> Task to complete
Reproduce word for word the part of the entries that opens with the line containing "[tag] one dot per instance, sample [272,137]." and closes at the end of the entries, both ends included.

> Given records
Begin
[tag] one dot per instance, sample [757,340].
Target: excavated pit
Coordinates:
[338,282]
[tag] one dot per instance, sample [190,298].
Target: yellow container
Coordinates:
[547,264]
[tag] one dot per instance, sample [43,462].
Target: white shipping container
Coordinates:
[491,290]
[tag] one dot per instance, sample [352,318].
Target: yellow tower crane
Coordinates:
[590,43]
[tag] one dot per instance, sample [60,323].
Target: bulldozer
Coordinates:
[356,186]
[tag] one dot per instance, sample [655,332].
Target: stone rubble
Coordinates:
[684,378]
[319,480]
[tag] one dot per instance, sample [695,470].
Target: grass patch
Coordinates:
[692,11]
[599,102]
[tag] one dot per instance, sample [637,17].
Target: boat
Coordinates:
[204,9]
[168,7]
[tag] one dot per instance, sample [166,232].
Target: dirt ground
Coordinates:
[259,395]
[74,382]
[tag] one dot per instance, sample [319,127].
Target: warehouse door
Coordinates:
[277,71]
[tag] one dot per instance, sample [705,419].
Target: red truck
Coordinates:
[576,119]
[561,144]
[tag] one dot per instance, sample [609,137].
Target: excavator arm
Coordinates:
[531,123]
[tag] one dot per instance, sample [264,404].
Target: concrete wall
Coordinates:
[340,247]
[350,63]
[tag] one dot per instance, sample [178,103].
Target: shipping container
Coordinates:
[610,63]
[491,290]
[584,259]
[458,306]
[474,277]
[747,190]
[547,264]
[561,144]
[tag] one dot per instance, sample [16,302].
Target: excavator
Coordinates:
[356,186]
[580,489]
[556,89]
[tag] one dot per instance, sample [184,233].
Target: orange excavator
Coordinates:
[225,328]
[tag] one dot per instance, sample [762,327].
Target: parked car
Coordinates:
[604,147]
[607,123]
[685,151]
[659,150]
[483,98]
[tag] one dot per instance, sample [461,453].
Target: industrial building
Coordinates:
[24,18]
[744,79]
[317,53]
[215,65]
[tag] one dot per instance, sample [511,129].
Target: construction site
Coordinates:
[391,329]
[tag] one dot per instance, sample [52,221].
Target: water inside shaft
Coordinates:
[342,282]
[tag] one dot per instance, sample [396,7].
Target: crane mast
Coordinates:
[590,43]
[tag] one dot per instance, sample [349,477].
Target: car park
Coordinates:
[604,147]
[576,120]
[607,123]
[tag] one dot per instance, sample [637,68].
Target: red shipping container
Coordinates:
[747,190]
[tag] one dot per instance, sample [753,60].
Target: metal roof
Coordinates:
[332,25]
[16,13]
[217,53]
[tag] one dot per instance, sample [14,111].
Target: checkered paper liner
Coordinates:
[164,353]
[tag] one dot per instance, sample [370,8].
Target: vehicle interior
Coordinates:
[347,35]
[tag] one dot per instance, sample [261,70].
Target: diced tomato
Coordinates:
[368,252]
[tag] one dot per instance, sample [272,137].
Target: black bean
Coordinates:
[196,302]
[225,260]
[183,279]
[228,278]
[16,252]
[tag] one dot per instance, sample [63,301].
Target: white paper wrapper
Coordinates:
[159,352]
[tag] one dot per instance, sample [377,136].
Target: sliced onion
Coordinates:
End
> Result
[tag] one dot per instance, sample [272,137].
Target: black bean
Coordinates:
[196,302]
[225,260]
[183,279]
[228,278]
[16,252]
[tag] one dot per instance, sample [63,301].
Target: white paper wrapper
Coordinates:
[159,352]
[tag] one dot per instance, sample [377,136].
Target: sliced onion
Coordinates:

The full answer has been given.